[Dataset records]
———

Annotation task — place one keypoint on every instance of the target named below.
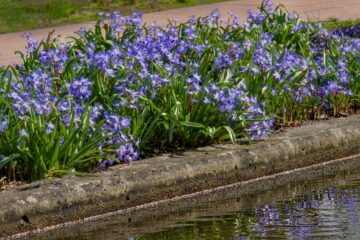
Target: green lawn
(18, 15)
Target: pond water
(326, 208)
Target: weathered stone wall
(49, 202)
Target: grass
(31, 14)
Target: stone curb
(48, 202)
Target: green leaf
(8, 159)
(192, 124)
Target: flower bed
(124, 90)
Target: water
(325, 208)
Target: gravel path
(312, 9)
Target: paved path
(312, 9)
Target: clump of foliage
(124, 89)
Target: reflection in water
(330, 213)
(326, 208)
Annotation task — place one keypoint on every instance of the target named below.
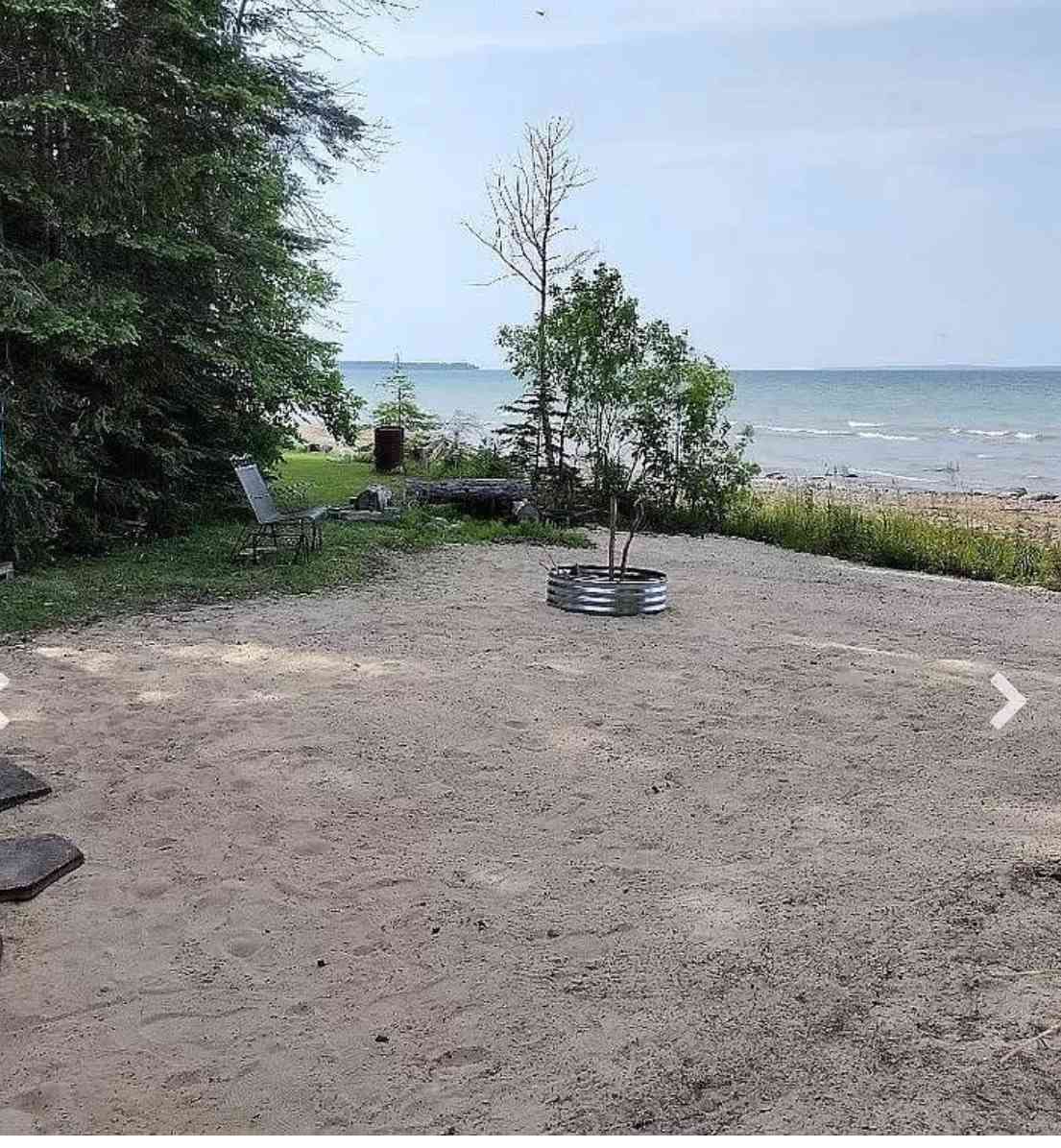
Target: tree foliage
(526, 233)
(157, 242)
(637, 409)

———

▶ WHAT YOU ARE ASKED TO DO
Write out all of the items above again, including every request, with 39 added to each keypoint coordinate in the answers. Leave the pictures out of your version.

▶ ANSWER TO THIS PROBLEM
Annotation task — place one keypoint on every instance of the target named below.
Target: green lawn
(57, 54)
Target: pond water
(365, 247)
Target: weathered stone wall
(88, 241)
Target: grass
(70, 53)
Target: stone curb
(87, 241)
Target: green leaf
(47, 198)
(231, 163)
Target: flower bed
(163, 129)
Target: water
(364, 247)
Target: gravel path
(351, 48)
Target: paved path
(351, 48)
Target: clump of foliage
(163, 128)
Target: reflection in water
(369, 252)
(365, 247)
Annotation task — place one keypoint on every instance of the target named below.
Target: tree foliage
(565, 272)
(196, 281)
(676, 448)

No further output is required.